#### Fuente:
····················

Y así, la vida fue pasando y la hija, lejos del hijo, sanó. Creció, ganó confianza en sí misma, aprendió a valorarse. A desconfiar de quienes no le daban crédito. Se independizó y abrió un negocio propio. Prosperó y se convirtió en madre. Ella sola, o mejor dicho, tan bien acompañada. Solo que sin un padre. Sin el hijo. Sin, en su caso, esa carga.
La vida fue pasando y la hija empezó a peinar canas donde antes hubo cabellos cobrizos. Y las cosas le iban bien. La vida le sonreía y su criatura crecía alegre, sana y feliz. Pero tras su fachada de realización, la hija no olvidaba. No olvidaba a esa madre que, en contra de las imposiciones de la época, se sobrepuso a un hijo, y también a un esposo, para descolgar un teléfono y contar un secreto. Uno que la dejó en evidencia, a ella y a su estirpe, pero que hacía justicia a otras mujeres y que fue, al final, lo que prevaleció. La hija aprendió la sororidad por aplicación práctica. Y fue la mejor forma de aprenderlo.
Hoy quiero honrar a esa hermana que, ayer y siempre, ha sido y será un bastión de resistencia contra esta sociedad que pretende silenciarnos. Y a ese ejemplo que nos insufla vida y nos hace alzar la voz. Por encima de quienes pretenden hacernos callar, aunque sean nuestros propios hijos. ¡Quién sabe de dolor, si no son nuestras almas!

····················

#### Registros de datos:

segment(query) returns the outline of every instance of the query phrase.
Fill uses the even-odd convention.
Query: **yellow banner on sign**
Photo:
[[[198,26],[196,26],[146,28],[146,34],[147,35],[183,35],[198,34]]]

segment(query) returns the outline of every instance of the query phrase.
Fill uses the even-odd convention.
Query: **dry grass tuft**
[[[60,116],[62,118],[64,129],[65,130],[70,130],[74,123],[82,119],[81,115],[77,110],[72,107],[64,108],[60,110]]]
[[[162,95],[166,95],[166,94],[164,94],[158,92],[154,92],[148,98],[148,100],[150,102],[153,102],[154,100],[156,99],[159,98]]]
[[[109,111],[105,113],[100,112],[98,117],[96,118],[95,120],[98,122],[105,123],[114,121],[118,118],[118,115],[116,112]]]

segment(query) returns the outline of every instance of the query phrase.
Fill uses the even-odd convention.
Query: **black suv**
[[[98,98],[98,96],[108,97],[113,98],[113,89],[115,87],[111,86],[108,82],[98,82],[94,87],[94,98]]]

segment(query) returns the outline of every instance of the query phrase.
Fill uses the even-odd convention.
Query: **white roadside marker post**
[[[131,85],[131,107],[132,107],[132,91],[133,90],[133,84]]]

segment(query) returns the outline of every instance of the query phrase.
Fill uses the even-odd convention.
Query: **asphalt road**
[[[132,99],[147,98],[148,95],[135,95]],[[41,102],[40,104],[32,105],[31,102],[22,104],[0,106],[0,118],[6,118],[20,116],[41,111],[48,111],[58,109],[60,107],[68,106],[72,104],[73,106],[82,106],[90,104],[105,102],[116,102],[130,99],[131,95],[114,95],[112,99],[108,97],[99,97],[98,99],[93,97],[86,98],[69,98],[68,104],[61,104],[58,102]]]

····················

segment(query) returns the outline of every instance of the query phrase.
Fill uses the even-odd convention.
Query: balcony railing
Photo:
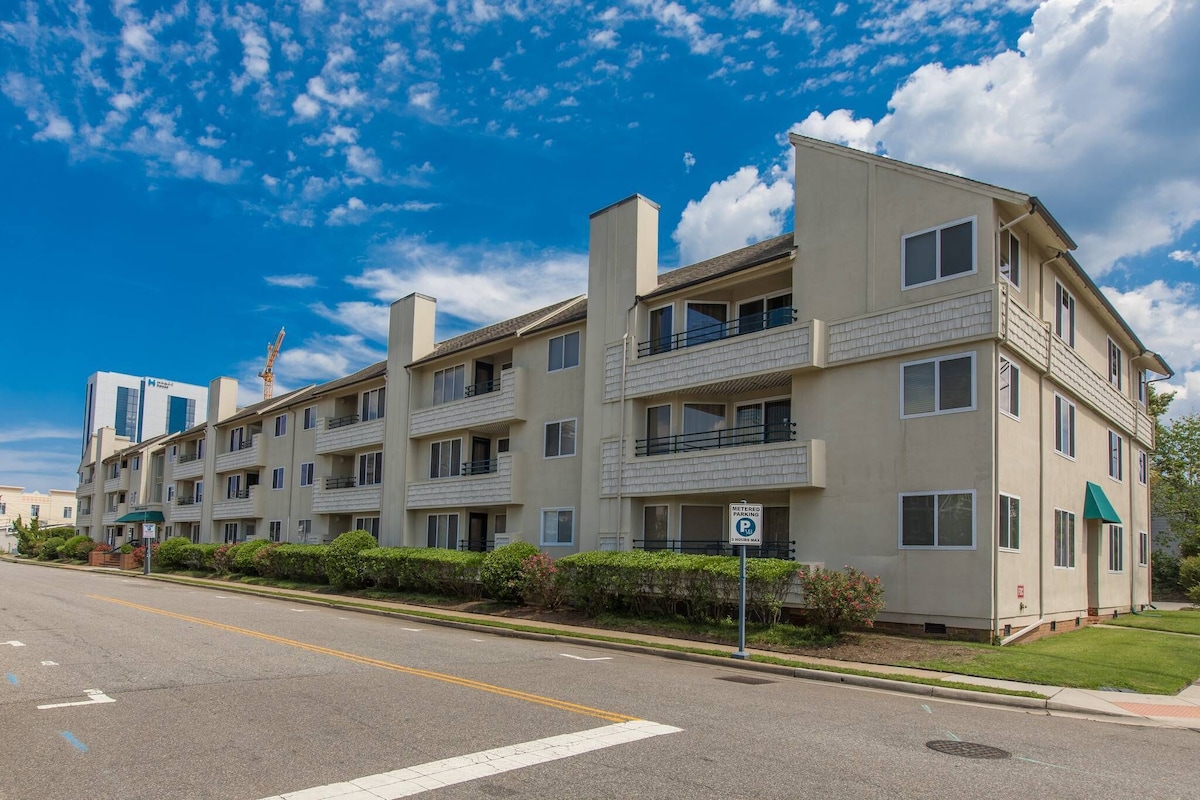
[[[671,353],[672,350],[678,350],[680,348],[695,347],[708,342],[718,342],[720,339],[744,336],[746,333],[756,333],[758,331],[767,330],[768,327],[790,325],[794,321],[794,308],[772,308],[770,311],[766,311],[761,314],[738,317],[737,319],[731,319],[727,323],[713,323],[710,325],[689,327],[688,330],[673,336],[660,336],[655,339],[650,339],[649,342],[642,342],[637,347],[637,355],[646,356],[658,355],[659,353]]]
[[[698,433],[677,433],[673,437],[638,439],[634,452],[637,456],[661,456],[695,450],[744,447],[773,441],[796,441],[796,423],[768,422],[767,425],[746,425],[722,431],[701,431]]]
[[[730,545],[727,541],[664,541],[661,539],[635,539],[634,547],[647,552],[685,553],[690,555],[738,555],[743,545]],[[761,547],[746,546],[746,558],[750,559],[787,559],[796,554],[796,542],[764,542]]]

····················

#### Qué se pide:
1 > Según el texto, ¿qué abrió la hija cuando se independizó?
2 > Reproduce del texto el fragmento que va desde "Hoy quiero honrar" hasta "son nuestras almas!", este último incluido.
3 > Resume en menos palabras el párrafo del texto que empieza con "La vida fue pasando y la hija empezó a peinar canas", sin perder sus datos principales.

#### Respuestas:
1 > Un negocio propio.

2 >
Hoy quiero honrar a esa hermana que, ayer y siempre, ha sido y será un bastión de resistencia contra esta sociedad que pretende silenciarnos. Y a ese ejemplo que nos insufla vida y nos hace alzar la voz. Por encima de quienes pretenden hacernos callar, aunque sean nuestros propios hijos. ¡Quién sabe de dolor, si no son nuestras almas!

3 > Con los años, a la hija le salieron canas y le fue bien; su criatura crecía alegre, sana y feliz. Pero no olvidaba a su madre, que en contra de las imposiciones de la época se sobrepuso a un hijo y a un esposo para descolgar un teléfono y contar un secreto. Ese secreto la dejó en evidencia, a ella y a su estirpe, pero hacía justicia a otras mujeres y acabó prevaleciendo. Así la hija aprendió la sororidad en la práctica, la mejor forma de aprenderla.